Repeat every entry exactly as given.

*** ENTRIES SHOWN

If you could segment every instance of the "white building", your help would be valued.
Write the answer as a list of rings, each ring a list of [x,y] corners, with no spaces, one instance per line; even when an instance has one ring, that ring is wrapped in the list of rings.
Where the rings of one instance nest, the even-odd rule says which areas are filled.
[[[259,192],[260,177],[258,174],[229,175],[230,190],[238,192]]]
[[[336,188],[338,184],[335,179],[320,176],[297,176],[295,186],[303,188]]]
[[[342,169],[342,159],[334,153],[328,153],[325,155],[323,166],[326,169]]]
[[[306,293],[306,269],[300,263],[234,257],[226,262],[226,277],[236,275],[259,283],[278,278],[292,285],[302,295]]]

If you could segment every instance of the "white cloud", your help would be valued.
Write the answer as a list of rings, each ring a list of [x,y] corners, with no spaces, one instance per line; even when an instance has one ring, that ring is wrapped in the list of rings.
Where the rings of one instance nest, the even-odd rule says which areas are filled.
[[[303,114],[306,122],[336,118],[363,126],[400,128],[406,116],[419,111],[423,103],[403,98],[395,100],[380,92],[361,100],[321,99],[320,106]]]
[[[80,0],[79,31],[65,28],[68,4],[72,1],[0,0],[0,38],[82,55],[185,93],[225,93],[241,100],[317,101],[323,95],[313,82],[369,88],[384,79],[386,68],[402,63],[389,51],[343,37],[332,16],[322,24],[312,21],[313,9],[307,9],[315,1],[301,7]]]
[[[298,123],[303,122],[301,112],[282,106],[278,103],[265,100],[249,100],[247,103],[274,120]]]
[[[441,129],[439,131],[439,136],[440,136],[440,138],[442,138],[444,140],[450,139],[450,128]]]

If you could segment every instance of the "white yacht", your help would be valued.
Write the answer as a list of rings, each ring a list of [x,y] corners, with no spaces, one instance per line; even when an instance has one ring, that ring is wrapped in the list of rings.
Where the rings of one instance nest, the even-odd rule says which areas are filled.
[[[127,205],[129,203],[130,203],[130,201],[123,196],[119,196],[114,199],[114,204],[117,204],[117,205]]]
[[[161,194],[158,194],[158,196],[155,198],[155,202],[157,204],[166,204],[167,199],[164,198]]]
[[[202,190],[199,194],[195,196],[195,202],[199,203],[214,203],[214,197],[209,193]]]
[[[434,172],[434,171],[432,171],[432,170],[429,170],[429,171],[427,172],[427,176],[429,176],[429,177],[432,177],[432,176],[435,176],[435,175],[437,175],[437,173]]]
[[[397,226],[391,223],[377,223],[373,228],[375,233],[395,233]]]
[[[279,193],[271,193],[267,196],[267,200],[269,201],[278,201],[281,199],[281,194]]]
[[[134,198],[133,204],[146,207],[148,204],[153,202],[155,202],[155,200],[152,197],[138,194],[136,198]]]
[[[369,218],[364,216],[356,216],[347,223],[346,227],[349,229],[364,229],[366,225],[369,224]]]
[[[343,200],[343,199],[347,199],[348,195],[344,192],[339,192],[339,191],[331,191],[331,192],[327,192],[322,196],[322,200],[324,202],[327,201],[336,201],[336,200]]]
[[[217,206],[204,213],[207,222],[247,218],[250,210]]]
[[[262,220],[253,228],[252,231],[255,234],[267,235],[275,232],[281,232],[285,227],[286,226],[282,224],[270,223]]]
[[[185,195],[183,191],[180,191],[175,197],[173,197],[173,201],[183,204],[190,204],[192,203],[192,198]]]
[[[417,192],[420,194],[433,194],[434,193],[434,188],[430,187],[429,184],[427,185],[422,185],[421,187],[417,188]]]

******

> THE ANSWER
If you could segment every instance of the "white building", your help would be valued.
Write the answer as a list of rings, each ring a list of [x,y] corners, with no spaces, one instance per line; even when an instance has one ring, that ring is wrapped in the list of rings.
Where the rings of one instance nest, the even-odd rule says which areas are filled.
[[[259,192],[260,177],[258,174],[229,175],[230,190],[238,192]]]
[[[336,188],[338,184],[335,179],[320,176],[297,176],[295,186],[303,188]]]
[[[342,169],[342,159],[334,153],[328,153],[325,155],[323,166],[326,169]]]
[[[306,293],[306,269],[300,263],[234,257],[226,262],[226,277],[236,275],[259,283],[278,278],[292,285],[302,295]]]

If you could segment every instance of the "white cloud", your help would be valued.
Write the answer as a list of rings, each ring a list of [x,y] corners, with no spaces, one instance per line; even when an instance has one ring, that ring is wrapped in the list of rings.
Where the rings of one instance nest, the even-odd rule says which areas are filled.
[[[303,114],[306,122],[336,118],[363,126],[400,128],[406,116],[419,111],[423,103],[403,98],[395,100],[380,92],[361,100],[321,99],[320,106]]]
[[[80,0],[79,31],[65,28],[68,4],[72,1],[0,0],[0,38],[82,55],[185,93],[225,93],[241,100],[317,101],[323,95],[313,82],[369,88],[384,79],[386,68],[402,63],[389,51],[343,37],[332,16],[322,24],[312,21],[313,9],[307,9],[315,1],[301,7]]]
[[[298,123],[303,122],[301,112],[282,106],[278,103],[265,100],[249,100],[247,103],[274,120]]]
[[[441,129],[439,131],[439,136],[440,136],[440,138],[442,138],[444,140],[450,139],[450,128]]]

If you could segment every instance of the "white yacht", your help would be valued.
Write the answer as a list of rings, each ring a list of [x,y] corners, with no spaces, one instance per line; even when an instance has one ring, that ring is wrapped in the list of rings.
Where the rings of one instance nest, the even-odd rule says which areas are filled.
[[[127,205],[129,203],[130,203],[130,201],[123,196],[119,196],[114,199],[114,204],[117,204],[117,205]]]
[[[161,194],[158,194],[158,196],[155,198],[155,202],[157,204],[166,204],[167,199],[164,198]]]
[[[202,190],[199,194],[195,196],[195,202],[199,203],[214,203],[214,197],[209,193]]]
[[[434,172],[434,171],[432,171],[432,170],[429,170],[429,171],[427,172],[427,176],[429,176],[429,177],[432,177],[432,176],[435,176],[435,175],[437,175],[437,173]]]
[[[397,226],[391,223],[377,223],[373,228],[375,233],[395,233]]]
[[[279,193],[271,193],[267,196],[267,200],[269,201],[278,201],[281,199],[281,194]]]
[[[134,198],[133,204],[146,207],[148,204],[153,202],[155,202],[155,200],[152,197],[138,194],[136,198]]]
[[[369,218],[364,216],[356,216],[347,223],[346,227],[349,229],[364,229],[366,225],[369,224]]]
[[[343,200],[343,199],[347,199],[348,195],[344,192],[339,192],[339,191],[331,191],[331,192],[327,192],[322,196],[322,200],[324,202],[327,201],[336,201],[336,200]]]
[[[217,206],[204,213],[207,222],[247,218],[250,210]]]
[[[262,220],[253,228],[252,231],[255,234],[267,235],[275,232],[281,232],[285,227],[286,226],[282,224],[270,223]]]
[[[185,195],[183,191],[180,191],[175,197],[173,197],[173,201],[183,204],[190,204],[192,203],[192,198]]]
[[[417,192],[420,194],[433,194],[434,193],[434,188],[430,187],[429,184],[427,185],[422,185],[421,187],[417,188]]]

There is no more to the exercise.